[Begin Extracted text]
In April of 1852 Lt. Ulysses S. Grant and eight companies of the 4th Infantry Regiment assembled with their families on Governors Island in New York Harbor. Passage to Panama was secured at the last minute on the SS Ohio, a steamship of the U.S. Mail Steamship Co. and the ship left port on July 5th. Arrangements were also made for the regiment, its equipment, supplies and dependents to cross the isthmus and board a Pacific Mail Steamship to California. From the outset things went wrong. The Ohio already had booked a large number of passengers and the addition of the 700 persons of the 4th overcrowded her and proved increasingly uncomfortable in the summer heat and worsened in the tropics.
After eight days the Ohio arrived in the port of Aspinwall, founded in 1850 as the starting point for the Panama Railway. Here rain would pour down so hard that streets were under eight to ten inches of water. People went from place to place on raised wooden walkways. Then a blazing sun would appear. This alternating pattern of rain and sun happened a number of times each day. From the town the soldiers took the yet unfinished Panama railroad as far as the Chagres River. They were ferried upriver in boats that held 30-40 people. Six natives would put one end of a long pole against the river bottom and walk toward the stern along a plank at the edge of the craft thus pushing the boat upstream at about one mile an hour. It was slow progress to the jungle village of Gorgona where the regiment would disembark and take mules and horses overland to the town of Panama on the Pacific coast..
But they soon found that the promises of transportation made in New York could not be met. The large number of passengers on the Ohio overtaxed the capacity of the Panamanians to provide the needed mounts. While there were enough animals for most of the soldiers there were none for the supplies and equipment. Lt. Grant, with one company of troops, soldiers with families, tents, mess camp kettles and other gear, was sent to Cruces, a town a few miles farther up the Chagres River, to work out a solution. But in Cruces there were still no horses or mules and for days none appeared. Then cholera broke out. Men died by the hour. Grant was forced to find animals from the locals at more than double the original price. A third of those with him in Cruces died. In Panama City the steamship Captain refused to sail until the threat of cholera was gone. The regiment was delayed a total of six weeks and lost around one-seventh of those who had sailed with them. Finally, in early September, the 4th Infantry Regiment arrived in San Francisco.
[End Extracted text]
- Exercise brief: In the account of the 4th Infantry Regiment's journey to California, on what date did the SS Ohio leave port?
[Begin Recorded data]
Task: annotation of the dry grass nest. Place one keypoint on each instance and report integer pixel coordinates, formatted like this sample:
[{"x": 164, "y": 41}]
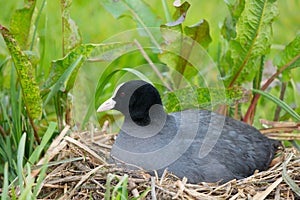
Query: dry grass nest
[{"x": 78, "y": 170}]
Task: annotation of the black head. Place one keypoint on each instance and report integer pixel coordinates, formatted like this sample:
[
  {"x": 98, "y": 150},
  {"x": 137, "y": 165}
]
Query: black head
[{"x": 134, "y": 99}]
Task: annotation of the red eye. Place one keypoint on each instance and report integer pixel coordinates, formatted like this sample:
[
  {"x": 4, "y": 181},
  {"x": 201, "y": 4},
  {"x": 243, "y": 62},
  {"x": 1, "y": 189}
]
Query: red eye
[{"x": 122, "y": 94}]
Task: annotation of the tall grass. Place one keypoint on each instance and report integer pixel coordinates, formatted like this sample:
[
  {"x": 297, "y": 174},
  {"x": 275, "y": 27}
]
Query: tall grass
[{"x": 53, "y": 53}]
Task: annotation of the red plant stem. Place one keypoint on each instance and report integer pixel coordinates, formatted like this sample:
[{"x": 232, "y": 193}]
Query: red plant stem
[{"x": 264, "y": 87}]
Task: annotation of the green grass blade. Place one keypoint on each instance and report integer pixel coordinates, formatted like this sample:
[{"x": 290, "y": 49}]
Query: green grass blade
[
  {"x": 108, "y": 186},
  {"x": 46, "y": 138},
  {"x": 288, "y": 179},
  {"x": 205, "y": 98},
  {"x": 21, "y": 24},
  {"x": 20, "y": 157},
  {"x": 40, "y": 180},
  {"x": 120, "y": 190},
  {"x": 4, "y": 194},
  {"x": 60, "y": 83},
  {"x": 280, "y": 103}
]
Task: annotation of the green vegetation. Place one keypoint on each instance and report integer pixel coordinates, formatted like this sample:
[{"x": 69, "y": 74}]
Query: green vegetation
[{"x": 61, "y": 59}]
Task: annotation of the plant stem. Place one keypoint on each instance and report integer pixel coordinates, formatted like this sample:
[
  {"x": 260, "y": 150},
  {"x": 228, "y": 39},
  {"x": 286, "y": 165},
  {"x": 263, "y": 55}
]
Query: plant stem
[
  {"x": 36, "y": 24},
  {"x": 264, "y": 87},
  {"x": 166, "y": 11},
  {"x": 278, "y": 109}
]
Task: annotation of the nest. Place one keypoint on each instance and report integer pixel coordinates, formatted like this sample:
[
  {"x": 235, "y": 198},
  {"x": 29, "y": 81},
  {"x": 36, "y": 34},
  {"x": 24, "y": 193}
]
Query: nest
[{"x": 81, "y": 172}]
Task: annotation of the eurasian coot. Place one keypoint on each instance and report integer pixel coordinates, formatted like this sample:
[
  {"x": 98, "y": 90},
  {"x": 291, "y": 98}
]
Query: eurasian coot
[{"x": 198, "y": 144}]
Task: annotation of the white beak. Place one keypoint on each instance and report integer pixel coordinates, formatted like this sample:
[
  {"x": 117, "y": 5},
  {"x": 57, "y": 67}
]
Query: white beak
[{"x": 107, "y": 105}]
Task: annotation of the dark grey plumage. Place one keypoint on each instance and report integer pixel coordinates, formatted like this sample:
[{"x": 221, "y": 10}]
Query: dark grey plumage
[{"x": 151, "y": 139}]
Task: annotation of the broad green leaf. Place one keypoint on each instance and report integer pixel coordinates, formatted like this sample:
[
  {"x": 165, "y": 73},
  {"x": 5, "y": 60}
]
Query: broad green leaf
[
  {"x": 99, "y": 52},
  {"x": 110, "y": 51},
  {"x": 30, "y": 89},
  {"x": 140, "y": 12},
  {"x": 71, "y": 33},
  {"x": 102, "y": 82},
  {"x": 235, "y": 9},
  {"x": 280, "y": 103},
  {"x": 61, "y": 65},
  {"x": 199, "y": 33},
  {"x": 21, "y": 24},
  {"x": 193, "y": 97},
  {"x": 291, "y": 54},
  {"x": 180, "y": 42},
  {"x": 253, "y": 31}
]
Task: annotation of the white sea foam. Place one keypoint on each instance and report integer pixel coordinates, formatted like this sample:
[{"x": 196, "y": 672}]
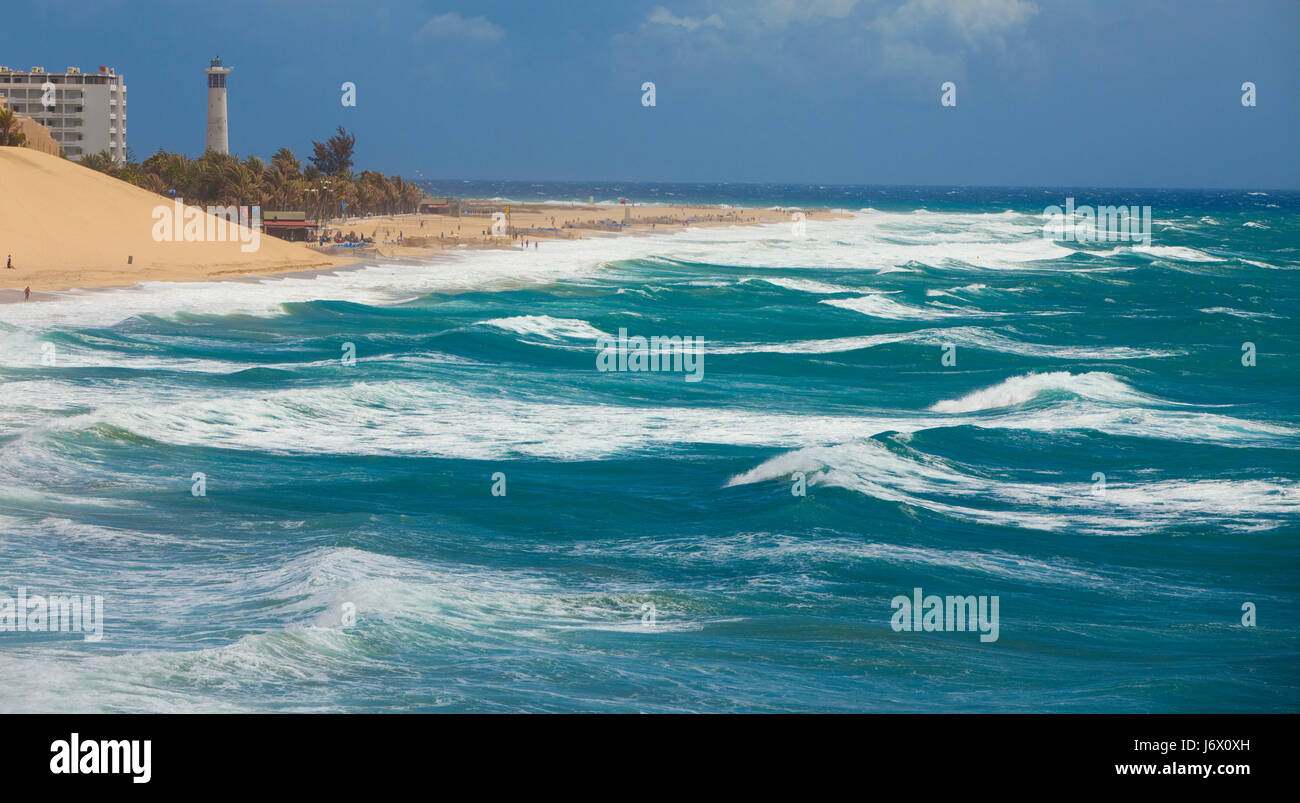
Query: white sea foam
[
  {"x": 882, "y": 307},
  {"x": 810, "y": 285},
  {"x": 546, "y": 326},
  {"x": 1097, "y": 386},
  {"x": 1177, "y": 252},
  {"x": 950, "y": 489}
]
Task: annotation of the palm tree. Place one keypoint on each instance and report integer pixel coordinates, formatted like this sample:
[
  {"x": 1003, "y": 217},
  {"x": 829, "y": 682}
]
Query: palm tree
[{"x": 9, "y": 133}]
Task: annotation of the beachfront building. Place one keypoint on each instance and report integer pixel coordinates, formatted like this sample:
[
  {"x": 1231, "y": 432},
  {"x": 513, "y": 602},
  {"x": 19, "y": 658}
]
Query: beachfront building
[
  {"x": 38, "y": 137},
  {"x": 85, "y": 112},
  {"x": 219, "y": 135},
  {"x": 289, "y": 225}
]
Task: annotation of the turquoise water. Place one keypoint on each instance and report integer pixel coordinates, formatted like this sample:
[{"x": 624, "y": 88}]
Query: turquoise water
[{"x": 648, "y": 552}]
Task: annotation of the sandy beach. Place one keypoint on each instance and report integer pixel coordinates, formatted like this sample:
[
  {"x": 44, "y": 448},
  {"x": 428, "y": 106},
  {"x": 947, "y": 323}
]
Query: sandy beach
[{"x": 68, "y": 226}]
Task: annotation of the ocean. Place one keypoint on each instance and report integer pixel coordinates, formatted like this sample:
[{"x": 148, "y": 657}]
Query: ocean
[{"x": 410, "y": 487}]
[End Recorded data]
[Begin Recorded data]
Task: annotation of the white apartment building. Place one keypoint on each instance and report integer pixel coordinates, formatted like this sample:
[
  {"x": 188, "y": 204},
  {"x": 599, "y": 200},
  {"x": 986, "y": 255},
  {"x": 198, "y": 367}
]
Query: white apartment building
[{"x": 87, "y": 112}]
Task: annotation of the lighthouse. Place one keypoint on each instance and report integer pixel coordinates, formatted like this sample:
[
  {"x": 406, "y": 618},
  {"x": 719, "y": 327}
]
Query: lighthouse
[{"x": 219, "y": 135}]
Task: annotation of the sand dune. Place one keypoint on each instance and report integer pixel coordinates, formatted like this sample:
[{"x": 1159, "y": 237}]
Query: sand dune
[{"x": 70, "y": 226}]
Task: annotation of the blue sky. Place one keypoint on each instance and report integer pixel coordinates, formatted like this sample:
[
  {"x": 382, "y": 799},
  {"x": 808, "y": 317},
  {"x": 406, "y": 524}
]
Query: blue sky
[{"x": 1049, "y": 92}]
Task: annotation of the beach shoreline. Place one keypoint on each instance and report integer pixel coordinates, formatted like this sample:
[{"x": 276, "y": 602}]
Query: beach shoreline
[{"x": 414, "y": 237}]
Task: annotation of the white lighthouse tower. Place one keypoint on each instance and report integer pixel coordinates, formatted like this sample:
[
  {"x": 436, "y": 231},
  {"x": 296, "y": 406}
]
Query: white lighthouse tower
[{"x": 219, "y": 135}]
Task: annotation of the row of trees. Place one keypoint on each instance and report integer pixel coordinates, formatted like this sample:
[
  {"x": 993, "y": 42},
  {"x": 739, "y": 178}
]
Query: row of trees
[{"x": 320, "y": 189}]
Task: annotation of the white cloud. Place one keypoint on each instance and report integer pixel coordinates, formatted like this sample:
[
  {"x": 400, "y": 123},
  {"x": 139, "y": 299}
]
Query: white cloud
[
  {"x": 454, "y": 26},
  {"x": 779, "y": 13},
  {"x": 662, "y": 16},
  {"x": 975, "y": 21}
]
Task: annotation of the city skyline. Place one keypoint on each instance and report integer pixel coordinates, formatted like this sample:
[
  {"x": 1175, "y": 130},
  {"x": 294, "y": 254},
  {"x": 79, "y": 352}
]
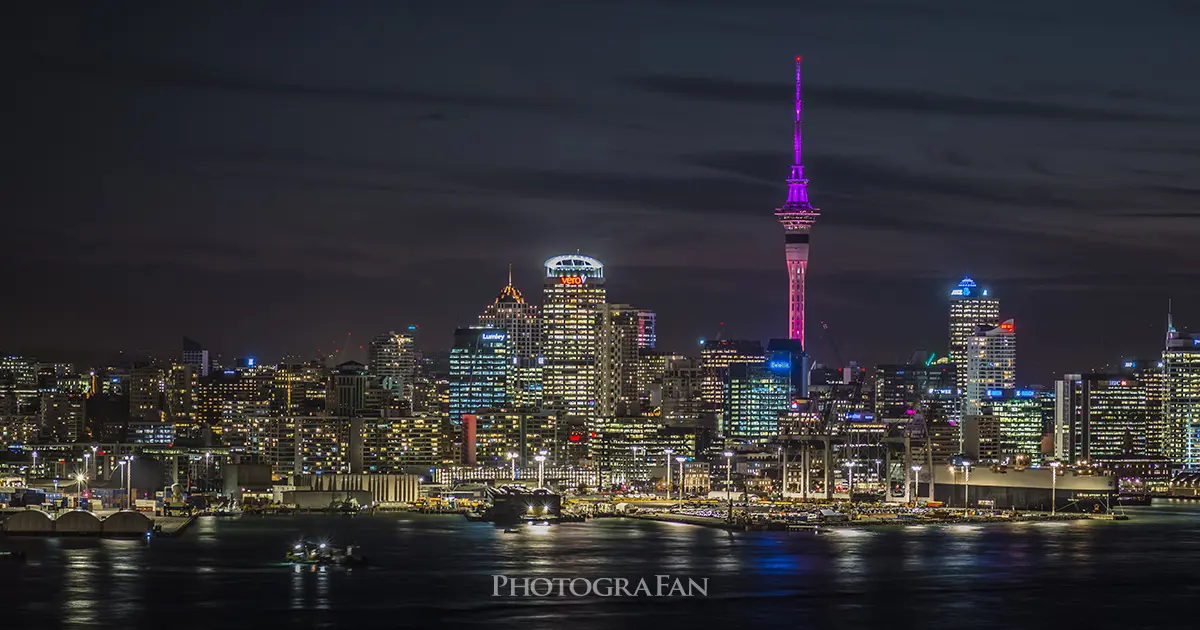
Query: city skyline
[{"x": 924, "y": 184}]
[End Recorded data]
- Solution to the problem: July 5th